== Task input ==
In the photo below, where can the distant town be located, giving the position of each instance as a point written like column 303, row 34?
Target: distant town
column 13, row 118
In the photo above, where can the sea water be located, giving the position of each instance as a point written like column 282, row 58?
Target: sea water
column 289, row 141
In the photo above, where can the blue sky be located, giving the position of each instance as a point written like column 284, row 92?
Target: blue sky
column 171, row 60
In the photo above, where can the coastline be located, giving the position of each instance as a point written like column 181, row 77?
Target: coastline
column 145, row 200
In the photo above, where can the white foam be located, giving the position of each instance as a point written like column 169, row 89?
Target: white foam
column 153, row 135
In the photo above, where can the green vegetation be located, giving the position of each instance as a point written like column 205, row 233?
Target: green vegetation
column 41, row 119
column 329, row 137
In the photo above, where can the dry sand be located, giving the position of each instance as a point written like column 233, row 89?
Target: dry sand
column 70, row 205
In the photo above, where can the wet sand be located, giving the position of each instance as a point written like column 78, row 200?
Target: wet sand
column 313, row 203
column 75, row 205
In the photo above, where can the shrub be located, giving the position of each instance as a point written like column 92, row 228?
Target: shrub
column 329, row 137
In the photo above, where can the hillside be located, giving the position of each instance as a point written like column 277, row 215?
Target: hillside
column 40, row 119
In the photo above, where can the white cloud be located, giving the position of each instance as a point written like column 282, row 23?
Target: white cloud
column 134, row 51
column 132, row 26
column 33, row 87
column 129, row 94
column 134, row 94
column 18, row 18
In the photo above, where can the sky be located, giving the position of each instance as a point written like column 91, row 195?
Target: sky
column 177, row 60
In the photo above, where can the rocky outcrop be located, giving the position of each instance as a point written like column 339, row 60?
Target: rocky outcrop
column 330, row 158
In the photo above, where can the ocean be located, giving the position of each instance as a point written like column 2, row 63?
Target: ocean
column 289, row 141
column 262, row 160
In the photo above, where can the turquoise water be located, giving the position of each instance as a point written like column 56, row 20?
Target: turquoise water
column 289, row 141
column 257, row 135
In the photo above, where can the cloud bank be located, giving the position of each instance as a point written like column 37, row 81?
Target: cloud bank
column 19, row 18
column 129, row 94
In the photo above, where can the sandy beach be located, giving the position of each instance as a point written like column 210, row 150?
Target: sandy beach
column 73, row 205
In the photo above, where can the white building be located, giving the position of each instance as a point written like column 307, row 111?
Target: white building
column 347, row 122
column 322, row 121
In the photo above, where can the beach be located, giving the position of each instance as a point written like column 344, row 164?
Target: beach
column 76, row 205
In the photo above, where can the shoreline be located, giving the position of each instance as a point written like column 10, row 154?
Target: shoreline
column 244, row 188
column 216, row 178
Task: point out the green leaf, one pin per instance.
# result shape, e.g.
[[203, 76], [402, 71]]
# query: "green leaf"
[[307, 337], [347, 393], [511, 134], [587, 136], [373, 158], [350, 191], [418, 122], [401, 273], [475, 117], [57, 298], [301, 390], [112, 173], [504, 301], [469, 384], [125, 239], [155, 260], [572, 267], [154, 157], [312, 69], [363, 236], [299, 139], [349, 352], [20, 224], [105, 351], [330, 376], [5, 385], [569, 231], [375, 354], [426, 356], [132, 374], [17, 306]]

== What is required ==
Exact reproduction of the entire listing is required.

== Response for this exercise ==
In the photo below, where can the distant town be located, giving the position of each instance as a point written like column 303, row 34?
Target: distant town
column 13, row 118
In the photo above, where can the sea water be located, giving the position of each instance as a point written like column 282, row 58?
Target: sea water
column 289, row 141
In the photo above, where can the blue sky be located, giving the position of each instance as a point written like column 284, row 92?
Target: blue sky
column 171, row 60
In the photo above, where can the coastline be located, giving the position of each instance as a point written like column 181, row 77?
Target: coastline
column 145, row 200
In the photo above, where can the white foam be located, giving the position of each instance as a point written like column 169, row 89?
Target: white foam
column 153, row 135
In the photo above, where can the green vegetation be located, giving the position of each instance as a point written like column 205, row 233?
Target: green vegetation
column 41, row 119
column 329, row 137
In the photo above, where can the dry sand be located, giving the position of each instance as a point written like column 233, row 89?
Target: dry sand
column 70, row 205
In the photo above, where can the wet sand be located, giving the position of each instance as a point written like column 78, row 200?
Target: wet sand
column 313, row 203
column 75, row 205
In the photo above, where can the shrub be located, giving the position of each instance as a point written like column 92, row 228?
Target: shrub
column 329, row 137
In the photo above, where can the hillside be located, giving the position of each instance as a point written like column 277, row 215?
Target: hillside
column 40, row 119
In the photo above, where can the white cloud be located, giving the position of each instance as a point written like column 282, row 23?
Target: white cloud
column 134, row 51
column 132, row 26
column 33, row 87
column 129, row 94
column 134, row 94
column 18, row 18
In the photo above, where can the sky be located, giving the position of each instance as a point written like column 91, row 195?
Target: sky
column 177, row 60
In the photo above, where can the rocky outcrop be located, giving the position of each instance as a point written like column 339, row 60?
Target: rocky outcrop
column 330, row 158
In the photo above, where can the ocean be located, giving the position of each instance as a point written like column 2, row 63?
Target: ocean
column 289, row 141
column 262, row 160
In the photo above, where can the turquoise water be located, giving the position of each instance as a point written like column 56, row 20?
Target: turquoise water
column 289, row 141
column 257, row 135
In the photo above, where can the cloud bank be located, giving the position of each instance as a point written like column 37, row 81?
Target: cloud bank
column 19, row 18
column 129, row 94
In the photo above, where can the sandy beach be located, giving the position of each instance as a point written like column 210, row 150?
Target: sandy beach
column 73, row 205
In the photo above, where can the white building be located, giving the position of each instance as a point written like column 307, row 111?
Target: white building
column 347, row 122
column 322, row 121
In the photo above, where can the beach be located, giving the position of each instance as a point written like column 344, row 164?
Target: beach
column 76, row 205
In the photo above, where can the shoreline be located, giving the position of each instance as a point written like column 10, row 154?
Target: shoreline
column 244, row 188
column 216, row 178
Task: point out the green leaf, one pin per instance.
# result shape, e.g.
[[203, 76], [402, 71]]
# query: "green leaf"
[[307, 337], [347, 393], [511, 134], [587, 136], [373, 158], [350, 191], [418, 122], [401, 273], [475, 117], [57, 298], [301, 390], [112, 173], [504, 301], [469, 384], [125, 239], [155, 260], [572, 267], [154, 157], [312, 69], [363, 236], [299, 139], [349, 352], [20, 224], [105, 351], [330, 376], [5, 385], [569, 231], [375, 354], [426, 356], [132, 374], [17, 306]]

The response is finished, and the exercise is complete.